WORK ORDER -
Every line from the one containing "[tag] man's dark hair: a pin per instance" to the one containing "[tag] man's hand: a pin per instance" in the records below, both included, must be set down exactly, and no other line.

DATA EXTRACTS -
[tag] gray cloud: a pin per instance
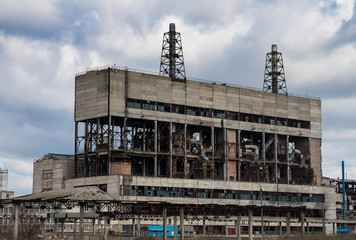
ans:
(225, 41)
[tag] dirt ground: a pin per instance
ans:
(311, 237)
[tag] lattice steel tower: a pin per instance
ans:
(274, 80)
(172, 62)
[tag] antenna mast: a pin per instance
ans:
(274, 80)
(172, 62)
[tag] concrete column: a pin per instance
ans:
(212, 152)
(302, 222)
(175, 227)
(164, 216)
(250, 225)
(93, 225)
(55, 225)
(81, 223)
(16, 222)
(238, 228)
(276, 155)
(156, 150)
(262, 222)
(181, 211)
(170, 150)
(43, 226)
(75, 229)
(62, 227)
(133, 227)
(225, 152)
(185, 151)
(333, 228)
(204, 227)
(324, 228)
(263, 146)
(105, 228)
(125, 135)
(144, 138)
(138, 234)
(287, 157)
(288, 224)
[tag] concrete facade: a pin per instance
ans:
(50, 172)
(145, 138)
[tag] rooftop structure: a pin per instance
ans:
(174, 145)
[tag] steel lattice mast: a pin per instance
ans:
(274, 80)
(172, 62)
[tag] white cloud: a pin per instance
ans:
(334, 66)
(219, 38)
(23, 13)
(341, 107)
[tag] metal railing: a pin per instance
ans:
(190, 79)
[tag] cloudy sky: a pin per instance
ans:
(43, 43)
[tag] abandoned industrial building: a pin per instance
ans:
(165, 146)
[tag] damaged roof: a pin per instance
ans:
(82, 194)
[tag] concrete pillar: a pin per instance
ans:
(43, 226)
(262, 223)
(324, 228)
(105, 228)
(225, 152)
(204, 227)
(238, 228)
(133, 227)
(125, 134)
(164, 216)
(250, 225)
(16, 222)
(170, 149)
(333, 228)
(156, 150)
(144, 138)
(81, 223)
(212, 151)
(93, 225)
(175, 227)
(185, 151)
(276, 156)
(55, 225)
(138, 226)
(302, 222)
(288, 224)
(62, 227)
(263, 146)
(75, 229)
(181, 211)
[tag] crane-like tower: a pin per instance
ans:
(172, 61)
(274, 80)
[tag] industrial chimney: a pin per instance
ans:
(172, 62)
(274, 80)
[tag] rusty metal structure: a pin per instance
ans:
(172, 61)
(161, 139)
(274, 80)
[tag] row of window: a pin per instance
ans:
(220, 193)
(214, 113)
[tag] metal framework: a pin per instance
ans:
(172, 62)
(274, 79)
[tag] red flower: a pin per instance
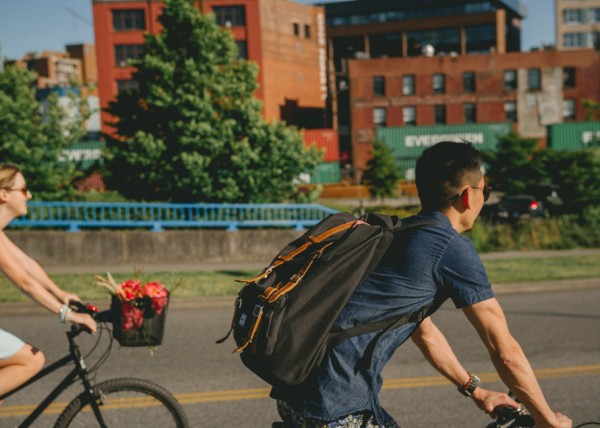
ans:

--

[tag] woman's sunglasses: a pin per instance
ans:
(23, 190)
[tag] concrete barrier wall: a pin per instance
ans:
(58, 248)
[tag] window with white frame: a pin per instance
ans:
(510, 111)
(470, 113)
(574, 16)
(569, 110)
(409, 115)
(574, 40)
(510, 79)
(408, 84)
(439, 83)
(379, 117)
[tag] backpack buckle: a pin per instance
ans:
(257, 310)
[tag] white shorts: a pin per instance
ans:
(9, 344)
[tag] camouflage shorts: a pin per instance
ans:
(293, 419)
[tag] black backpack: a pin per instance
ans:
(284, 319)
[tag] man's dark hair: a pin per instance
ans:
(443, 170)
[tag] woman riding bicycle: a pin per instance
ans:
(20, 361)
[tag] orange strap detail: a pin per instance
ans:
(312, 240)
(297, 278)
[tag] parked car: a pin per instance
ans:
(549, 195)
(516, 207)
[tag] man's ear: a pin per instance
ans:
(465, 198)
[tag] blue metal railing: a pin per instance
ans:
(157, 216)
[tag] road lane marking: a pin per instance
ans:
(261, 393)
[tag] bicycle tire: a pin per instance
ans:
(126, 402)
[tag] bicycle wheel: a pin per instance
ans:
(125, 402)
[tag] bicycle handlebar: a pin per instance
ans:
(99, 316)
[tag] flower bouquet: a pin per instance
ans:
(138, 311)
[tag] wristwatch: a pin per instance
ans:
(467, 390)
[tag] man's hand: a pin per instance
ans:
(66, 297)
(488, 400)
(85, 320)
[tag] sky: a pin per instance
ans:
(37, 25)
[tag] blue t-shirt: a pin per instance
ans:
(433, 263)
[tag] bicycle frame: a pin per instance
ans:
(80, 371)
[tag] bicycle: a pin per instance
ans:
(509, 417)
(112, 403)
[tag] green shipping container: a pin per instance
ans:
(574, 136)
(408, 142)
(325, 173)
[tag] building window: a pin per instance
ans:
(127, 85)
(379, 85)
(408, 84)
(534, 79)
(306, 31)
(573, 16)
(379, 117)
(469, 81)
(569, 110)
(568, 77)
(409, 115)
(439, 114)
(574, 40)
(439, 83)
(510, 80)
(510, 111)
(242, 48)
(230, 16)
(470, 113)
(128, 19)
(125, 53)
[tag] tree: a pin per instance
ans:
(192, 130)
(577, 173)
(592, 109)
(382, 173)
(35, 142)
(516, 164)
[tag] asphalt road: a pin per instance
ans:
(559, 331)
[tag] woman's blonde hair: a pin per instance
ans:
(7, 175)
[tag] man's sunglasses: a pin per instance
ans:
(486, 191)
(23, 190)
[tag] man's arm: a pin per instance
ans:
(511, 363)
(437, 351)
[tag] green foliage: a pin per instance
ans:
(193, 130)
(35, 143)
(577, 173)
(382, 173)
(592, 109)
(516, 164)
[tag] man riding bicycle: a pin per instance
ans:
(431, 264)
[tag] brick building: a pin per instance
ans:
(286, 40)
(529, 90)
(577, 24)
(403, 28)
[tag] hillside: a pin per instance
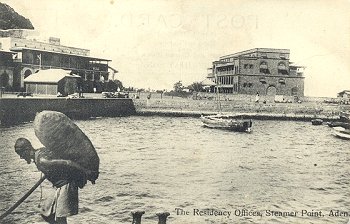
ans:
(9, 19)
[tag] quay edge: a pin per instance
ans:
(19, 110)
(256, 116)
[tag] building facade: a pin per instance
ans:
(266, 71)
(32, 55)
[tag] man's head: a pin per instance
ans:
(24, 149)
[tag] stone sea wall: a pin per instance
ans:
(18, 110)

EXERCISE OUTPUT -
[tag] man's dark hair: a pin per instance
ans:
(443, 170)
[tag] woman riding bicycle: a pin per instance
ans:
(20, 361)
[tag] orange strap detail: a pin per instance
ans:
(312, 240)
(297, 278)
[tag] parked car: a pin per instance
ans:
(549, 195)
(516, 207)
[tag] man's ear: a pin per instance
ans:
(465, 198)
[tag] blue metal railing: a pin per instance
ans:
(157, 216)
[tag] road lane marking: a pin per instance
ans:
(261, 393)
[tag] bicycle tire: a pin per instance
ans:
(126, 402)
[tag] bicycle wheel: a pin per instance
ans:
(125, 402)
[tag] bicycle handlebar: a pin per instance
ans:
(99, 316)
[tag] flower bouquet: a pin per instance
ans:
(138, 311)
[tag] wristwatch: a pin per instance
ans:
(467, 390)
[tag] man's hand: a pin per instance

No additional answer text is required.